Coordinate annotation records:
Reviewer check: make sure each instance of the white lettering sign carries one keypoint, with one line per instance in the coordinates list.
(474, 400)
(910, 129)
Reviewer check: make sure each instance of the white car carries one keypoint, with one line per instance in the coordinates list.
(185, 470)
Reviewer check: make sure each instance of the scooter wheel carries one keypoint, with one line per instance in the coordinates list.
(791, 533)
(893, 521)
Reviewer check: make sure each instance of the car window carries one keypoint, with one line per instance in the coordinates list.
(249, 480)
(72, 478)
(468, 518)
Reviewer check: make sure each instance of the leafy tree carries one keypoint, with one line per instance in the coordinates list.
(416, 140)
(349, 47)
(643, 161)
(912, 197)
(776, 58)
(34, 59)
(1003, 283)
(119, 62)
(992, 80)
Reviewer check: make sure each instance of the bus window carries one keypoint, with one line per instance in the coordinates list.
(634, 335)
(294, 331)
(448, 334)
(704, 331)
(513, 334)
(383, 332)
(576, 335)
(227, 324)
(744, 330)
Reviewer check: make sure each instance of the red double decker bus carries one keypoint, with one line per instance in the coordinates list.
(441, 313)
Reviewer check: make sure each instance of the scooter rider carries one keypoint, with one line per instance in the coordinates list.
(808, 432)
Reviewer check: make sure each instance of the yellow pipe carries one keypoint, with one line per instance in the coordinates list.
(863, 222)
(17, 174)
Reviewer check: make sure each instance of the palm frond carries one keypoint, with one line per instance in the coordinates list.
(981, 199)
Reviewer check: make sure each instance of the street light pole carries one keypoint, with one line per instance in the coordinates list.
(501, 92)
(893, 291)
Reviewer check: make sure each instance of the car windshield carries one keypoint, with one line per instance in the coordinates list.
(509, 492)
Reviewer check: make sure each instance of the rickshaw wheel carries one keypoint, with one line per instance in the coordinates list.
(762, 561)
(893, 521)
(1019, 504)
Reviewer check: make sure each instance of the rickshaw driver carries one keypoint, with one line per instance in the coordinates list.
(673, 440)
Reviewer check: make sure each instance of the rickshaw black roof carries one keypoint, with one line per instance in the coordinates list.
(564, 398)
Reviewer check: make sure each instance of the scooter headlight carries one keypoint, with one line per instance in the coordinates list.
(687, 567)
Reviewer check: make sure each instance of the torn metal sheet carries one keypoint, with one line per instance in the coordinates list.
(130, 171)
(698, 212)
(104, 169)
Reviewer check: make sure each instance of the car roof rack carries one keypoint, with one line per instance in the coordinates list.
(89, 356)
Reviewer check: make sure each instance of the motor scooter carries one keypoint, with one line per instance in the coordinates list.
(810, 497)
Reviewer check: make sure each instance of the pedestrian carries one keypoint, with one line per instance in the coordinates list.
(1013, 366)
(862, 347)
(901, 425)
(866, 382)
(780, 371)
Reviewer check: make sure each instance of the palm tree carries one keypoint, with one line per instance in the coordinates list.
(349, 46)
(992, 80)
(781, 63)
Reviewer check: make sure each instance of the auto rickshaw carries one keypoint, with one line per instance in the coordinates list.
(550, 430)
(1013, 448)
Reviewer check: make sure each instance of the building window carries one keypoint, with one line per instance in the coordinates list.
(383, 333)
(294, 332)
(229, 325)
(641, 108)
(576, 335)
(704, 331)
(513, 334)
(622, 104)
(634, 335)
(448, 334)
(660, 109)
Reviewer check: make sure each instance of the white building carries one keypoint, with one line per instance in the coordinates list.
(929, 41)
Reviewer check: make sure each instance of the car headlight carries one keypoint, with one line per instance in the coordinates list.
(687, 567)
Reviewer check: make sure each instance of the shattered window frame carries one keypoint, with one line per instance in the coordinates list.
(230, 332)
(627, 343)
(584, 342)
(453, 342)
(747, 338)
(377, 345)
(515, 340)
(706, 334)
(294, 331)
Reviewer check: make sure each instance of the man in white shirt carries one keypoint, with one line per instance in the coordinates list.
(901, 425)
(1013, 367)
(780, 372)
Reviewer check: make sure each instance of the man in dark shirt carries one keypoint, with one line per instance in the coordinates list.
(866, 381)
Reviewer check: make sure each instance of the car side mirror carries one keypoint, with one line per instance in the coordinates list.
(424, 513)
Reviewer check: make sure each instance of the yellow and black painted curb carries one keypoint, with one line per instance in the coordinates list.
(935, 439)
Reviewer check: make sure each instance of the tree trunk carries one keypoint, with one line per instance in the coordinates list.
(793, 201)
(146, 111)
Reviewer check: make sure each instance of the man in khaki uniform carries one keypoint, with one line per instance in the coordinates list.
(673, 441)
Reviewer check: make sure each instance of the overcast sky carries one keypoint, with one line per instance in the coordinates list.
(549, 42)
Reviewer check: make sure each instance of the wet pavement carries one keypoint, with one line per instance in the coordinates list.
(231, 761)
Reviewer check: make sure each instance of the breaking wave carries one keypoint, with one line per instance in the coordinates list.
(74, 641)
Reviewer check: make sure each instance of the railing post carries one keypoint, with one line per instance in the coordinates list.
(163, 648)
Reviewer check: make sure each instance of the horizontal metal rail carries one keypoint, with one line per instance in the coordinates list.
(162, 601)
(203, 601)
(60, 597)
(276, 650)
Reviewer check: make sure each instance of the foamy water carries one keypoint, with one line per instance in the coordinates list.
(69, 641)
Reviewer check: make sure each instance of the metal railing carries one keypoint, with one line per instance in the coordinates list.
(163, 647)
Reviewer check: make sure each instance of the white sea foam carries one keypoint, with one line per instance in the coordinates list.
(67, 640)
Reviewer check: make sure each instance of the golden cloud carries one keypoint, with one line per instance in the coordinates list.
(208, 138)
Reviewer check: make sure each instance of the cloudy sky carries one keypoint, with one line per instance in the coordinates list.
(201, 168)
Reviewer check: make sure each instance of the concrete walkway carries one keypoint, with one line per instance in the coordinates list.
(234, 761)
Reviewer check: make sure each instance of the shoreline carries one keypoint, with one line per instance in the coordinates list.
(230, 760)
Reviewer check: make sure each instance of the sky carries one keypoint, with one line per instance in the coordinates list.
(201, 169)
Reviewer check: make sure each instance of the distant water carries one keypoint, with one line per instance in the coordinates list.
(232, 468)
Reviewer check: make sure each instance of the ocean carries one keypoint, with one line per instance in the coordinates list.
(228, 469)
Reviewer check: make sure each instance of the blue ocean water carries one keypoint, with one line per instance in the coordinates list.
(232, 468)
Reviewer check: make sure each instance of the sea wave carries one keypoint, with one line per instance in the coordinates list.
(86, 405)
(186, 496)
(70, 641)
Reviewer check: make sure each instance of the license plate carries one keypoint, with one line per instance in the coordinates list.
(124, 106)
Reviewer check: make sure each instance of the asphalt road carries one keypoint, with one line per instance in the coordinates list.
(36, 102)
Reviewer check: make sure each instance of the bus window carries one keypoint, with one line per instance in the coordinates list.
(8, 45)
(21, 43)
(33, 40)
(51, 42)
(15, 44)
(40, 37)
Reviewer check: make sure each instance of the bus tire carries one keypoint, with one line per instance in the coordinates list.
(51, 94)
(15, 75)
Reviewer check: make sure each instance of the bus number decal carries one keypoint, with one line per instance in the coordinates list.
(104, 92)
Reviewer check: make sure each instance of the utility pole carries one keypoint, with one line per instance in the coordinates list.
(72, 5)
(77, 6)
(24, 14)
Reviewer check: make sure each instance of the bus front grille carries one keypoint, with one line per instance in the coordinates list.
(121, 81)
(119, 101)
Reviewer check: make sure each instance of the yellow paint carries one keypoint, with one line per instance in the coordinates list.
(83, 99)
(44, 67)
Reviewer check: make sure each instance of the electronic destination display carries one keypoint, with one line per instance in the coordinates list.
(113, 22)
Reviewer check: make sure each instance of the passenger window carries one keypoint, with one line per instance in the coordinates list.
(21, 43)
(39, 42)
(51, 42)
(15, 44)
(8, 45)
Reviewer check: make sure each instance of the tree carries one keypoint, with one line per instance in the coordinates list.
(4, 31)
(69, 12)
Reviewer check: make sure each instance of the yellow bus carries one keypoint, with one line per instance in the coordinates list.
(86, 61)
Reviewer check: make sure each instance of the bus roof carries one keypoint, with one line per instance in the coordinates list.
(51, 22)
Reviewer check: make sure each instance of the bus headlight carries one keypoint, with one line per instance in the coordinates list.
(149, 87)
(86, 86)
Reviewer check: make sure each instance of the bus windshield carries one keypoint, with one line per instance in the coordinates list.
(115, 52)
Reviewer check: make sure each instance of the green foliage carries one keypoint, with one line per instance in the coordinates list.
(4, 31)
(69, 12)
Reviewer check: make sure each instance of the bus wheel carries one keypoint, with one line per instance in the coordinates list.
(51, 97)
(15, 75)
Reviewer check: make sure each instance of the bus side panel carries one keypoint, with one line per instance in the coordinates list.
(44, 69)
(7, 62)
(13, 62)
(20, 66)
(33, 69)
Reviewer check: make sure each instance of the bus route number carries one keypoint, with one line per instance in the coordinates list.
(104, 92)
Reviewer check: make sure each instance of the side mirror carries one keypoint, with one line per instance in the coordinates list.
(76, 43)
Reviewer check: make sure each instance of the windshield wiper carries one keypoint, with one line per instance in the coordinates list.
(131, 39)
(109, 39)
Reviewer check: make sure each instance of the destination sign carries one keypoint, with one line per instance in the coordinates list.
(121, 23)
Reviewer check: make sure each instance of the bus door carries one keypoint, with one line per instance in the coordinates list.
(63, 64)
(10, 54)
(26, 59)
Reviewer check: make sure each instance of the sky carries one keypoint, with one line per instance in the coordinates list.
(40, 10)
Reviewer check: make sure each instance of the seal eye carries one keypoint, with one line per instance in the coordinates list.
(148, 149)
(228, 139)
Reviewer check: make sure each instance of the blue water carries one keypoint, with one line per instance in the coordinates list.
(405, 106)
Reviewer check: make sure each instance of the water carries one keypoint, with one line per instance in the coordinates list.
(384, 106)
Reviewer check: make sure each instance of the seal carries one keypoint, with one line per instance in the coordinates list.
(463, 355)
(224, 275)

**EXERCISE INSTRUCTIONS**
Revise the items from the line with "Reviewer check: make sure each instance of the palm frond" to the line with "(1019, 504)" by replacing "keypoint" with "marker", leaving everything else unchanged, and return only those lines.

**CORRECT RESPONSE**
Reviewer check: make sure each instance of the palm frond carries one marker, with one line per instance in the coordinates list.
(981, 199)
Reviewer check: make sure each instance of the street light pole carries one marker, with one line per instance in the coordinates list.
(501, 92)
(893, 291)
Reviewer check: make sure each instance of the car windshield carries one marker, with one line per instance in the coordinates list.
(509, 492)
Reviewer check: make sure each instance of the rickshaw wheel carries one marker, with one line per instance in the coordinates list.
(762, 561)
(893, 521)
(1019, 504)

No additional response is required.